Within the entries below, every line containing "rear" is to be copied.
START Records supplied
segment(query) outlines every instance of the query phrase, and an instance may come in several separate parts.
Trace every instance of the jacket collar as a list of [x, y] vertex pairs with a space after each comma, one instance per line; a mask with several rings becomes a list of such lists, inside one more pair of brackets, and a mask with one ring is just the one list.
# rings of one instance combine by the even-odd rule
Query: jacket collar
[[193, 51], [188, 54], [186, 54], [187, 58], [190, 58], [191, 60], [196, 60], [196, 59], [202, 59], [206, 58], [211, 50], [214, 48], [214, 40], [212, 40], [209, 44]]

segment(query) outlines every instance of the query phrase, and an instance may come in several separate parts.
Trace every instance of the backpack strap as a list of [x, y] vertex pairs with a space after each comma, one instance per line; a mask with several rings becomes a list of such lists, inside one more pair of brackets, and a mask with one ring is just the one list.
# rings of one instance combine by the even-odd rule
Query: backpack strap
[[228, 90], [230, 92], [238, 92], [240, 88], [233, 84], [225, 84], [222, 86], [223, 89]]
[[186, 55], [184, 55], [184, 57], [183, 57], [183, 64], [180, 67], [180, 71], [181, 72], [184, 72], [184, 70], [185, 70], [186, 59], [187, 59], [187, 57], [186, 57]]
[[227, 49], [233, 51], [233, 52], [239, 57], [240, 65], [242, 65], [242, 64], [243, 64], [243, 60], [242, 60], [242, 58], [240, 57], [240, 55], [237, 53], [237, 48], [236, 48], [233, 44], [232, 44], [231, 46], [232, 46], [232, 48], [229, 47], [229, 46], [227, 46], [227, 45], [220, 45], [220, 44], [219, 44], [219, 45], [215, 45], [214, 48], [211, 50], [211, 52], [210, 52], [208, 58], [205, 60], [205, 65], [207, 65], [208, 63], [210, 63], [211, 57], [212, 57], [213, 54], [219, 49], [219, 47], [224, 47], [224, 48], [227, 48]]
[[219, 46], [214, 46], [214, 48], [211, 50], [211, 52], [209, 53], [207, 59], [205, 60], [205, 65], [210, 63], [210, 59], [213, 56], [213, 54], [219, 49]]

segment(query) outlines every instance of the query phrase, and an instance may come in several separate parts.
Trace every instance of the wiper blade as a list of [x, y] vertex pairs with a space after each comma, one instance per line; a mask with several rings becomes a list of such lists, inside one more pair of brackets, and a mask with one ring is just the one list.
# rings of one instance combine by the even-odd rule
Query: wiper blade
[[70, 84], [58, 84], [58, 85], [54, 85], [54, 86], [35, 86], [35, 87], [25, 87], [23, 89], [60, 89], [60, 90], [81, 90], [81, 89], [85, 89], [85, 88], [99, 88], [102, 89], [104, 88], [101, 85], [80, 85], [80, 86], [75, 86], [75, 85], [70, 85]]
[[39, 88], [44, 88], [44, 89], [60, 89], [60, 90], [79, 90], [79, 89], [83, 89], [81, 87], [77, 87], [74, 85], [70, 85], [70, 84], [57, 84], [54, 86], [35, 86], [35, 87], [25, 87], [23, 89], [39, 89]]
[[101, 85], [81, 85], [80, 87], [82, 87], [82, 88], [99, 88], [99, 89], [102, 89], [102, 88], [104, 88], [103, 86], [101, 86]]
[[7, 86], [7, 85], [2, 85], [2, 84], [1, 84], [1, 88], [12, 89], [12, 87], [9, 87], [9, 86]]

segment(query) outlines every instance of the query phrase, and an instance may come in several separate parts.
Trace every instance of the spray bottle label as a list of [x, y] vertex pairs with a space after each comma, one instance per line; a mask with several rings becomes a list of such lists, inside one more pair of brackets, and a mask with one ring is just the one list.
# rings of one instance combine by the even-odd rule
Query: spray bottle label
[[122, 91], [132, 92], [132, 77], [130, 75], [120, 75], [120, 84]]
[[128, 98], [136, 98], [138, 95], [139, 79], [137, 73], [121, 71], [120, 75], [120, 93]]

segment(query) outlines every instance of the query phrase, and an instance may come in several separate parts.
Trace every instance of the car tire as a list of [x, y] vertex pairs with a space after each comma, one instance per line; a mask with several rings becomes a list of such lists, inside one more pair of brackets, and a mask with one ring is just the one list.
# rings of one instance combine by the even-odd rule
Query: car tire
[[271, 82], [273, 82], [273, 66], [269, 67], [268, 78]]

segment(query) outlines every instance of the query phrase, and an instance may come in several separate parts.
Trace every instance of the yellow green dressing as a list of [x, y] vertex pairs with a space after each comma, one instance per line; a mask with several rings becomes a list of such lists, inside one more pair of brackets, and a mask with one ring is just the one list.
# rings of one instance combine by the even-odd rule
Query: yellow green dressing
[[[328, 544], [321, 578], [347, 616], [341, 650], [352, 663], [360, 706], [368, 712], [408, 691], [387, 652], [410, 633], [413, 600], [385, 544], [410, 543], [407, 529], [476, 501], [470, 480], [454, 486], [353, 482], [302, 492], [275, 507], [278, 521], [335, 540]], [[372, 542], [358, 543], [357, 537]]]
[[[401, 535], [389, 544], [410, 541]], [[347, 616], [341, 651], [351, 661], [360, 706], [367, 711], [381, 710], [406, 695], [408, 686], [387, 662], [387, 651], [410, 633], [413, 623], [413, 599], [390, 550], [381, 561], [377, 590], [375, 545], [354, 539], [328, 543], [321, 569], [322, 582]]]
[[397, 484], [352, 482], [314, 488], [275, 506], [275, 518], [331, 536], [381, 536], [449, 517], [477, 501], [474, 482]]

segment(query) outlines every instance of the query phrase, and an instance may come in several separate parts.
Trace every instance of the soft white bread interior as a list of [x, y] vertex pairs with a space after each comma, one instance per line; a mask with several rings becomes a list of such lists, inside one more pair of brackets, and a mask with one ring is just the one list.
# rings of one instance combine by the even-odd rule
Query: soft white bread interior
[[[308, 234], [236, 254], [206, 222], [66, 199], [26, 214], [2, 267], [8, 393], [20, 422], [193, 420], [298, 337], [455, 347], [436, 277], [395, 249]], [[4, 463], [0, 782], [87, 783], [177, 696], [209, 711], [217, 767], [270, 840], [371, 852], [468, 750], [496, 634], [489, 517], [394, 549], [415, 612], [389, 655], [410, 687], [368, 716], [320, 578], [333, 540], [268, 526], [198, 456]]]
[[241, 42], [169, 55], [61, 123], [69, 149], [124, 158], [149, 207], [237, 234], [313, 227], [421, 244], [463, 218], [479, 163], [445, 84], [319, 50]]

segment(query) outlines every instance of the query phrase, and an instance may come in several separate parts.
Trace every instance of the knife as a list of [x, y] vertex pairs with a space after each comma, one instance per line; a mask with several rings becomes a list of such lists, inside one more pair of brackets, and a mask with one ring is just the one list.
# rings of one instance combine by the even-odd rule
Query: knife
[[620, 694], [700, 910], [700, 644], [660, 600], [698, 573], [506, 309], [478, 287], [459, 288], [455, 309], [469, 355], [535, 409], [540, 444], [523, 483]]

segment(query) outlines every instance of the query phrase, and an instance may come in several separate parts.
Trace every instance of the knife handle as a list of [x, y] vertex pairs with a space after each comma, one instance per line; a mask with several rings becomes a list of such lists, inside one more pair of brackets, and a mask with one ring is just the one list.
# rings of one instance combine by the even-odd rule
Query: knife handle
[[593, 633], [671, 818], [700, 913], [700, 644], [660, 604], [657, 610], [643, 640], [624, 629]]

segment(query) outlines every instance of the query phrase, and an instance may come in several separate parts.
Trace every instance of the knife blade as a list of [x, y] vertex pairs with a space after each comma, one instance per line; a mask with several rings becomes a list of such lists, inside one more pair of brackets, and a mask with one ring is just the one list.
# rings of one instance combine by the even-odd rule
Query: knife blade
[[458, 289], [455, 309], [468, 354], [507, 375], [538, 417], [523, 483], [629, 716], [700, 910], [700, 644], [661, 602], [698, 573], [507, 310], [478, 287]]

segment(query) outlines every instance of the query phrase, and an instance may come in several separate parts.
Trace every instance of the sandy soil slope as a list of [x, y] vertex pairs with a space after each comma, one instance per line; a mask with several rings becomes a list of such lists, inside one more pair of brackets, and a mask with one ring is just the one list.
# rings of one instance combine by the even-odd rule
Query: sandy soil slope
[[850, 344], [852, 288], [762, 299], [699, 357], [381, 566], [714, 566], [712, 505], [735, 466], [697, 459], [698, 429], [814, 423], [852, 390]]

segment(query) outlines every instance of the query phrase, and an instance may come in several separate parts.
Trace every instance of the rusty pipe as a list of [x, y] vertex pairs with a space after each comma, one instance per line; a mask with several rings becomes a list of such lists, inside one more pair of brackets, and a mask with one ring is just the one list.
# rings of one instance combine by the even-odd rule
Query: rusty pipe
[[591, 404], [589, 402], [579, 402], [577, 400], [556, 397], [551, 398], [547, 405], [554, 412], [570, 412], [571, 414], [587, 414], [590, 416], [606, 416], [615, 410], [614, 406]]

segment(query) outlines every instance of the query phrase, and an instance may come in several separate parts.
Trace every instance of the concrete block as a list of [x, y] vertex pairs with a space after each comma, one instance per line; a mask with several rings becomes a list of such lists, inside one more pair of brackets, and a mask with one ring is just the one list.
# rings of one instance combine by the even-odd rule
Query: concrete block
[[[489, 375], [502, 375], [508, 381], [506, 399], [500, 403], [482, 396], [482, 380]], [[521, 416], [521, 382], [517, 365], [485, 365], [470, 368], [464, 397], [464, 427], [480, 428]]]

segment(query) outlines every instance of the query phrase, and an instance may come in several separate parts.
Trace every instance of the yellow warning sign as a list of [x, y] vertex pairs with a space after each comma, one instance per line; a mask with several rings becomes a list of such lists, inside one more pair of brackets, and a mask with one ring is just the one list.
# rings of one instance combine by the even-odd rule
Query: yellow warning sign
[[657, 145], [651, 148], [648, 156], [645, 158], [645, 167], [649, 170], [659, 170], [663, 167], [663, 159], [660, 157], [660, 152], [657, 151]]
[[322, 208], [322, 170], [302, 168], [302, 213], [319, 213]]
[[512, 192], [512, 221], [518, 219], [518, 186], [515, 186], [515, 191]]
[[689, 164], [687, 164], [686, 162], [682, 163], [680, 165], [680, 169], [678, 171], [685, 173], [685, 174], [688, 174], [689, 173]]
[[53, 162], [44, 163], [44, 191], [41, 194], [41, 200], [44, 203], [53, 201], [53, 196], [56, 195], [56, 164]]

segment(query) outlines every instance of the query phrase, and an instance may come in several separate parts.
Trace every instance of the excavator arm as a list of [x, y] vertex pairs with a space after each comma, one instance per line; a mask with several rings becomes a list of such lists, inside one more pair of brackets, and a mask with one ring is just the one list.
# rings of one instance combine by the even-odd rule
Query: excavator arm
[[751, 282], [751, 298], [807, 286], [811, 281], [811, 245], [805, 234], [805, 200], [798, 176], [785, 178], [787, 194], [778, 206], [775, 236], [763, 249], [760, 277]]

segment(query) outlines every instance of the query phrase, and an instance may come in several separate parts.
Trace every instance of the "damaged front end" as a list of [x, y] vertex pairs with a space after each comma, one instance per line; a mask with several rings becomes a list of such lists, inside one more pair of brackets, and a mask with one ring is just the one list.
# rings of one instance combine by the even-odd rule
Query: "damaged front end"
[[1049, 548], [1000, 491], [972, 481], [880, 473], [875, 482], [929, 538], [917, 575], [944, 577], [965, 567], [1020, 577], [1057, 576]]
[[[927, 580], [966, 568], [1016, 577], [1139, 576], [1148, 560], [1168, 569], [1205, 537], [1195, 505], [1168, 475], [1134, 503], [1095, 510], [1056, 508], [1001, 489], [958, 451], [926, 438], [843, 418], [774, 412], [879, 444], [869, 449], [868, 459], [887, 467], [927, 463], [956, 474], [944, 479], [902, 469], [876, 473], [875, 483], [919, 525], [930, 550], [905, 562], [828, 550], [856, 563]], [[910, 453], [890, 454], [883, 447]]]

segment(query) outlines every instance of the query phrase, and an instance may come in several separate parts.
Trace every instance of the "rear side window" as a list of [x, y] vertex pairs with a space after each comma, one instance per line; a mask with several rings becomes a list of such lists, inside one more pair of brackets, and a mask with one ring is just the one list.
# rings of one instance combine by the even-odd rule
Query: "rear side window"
END Records supplied
**Response box:**
Trace every instance of the "rear side window" as a list of [x, y] vertex pairs with a space after each comma, one instance per line; a mask with several rings becomes a list of such lists, inside one more pair of brackets, and a mask with one ring is just the one list.
Query: "rear side window"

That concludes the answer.